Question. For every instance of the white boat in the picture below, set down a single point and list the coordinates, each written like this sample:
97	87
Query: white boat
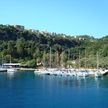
11	70
11	67
3	69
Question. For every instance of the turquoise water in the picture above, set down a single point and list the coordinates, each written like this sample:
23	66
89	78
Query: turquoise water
27	90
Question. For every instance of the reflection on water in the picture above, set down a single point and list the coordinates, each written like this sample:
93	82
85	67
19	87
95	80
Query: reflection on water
27	90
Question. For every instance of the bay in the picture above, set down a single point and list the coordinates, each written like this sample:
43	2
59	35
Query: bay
27	90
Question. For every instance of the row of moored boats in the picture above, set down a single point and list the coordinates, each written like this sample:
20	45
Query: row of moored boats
71	72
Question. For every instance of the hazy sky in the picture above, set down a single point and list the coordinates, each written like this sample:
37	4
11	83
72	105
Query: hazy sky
71	17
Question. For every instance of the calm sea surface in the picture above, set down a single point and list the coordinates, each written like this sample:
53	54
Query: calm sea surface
27	90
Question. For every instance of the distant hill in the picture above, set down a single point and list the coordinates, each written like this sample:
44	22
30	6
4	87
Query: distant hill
32	46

* * * *

● **Short task**: Revise the records above by replacing each occurrence of "set down a single point" with "mark one point", leaving every other part untouched. Omit the pictures from your answer.

● **Correct output**:
Question. For every instance of the white boat in the picture below, mark one point and list the coordinates, each written like this sample:
97	87
Query: white boat
11	70
11	67
3	69
Question. For every instance of the turquoise water in the picture above, mark one point and list the coordinates, each written like this sample:
23	66
89	78
Query: turquoise water
27	90
Question. For every instance of the reflection on water in the picture above, mark one point and list the coordinates, each written like this sample:
93	82
85	67
19	87
95	80
Query: reflection on water
27	90
Question. For every instance of the bay in the picture above, mark one point and list the coordinates, each written like this sample:
43	2
59	35
Query: bay
27	90
Question. For every instance of the row of moored boats in the picture above, mark one point and list the coordinates, each written like this sample:
20	45
Query: row of moored boats
71	72
Question. For every instance of the hazy sky in the picture above, mark one point and list the coordinates, each written like this sample:
37	4
11	83
72	105
Query: hazy sky
71	17
Question. For every instance of the calm sea surface in the picture above, mark one point and list the coordinates, each written like this sample:
53	54
Query: calm sea surface
27	90
Question. For every instance of the distant hill in the picture above, mark one point and list the coordinates, each written like this sample:
44	22
30	6
4	87
Query: distant hill
32	46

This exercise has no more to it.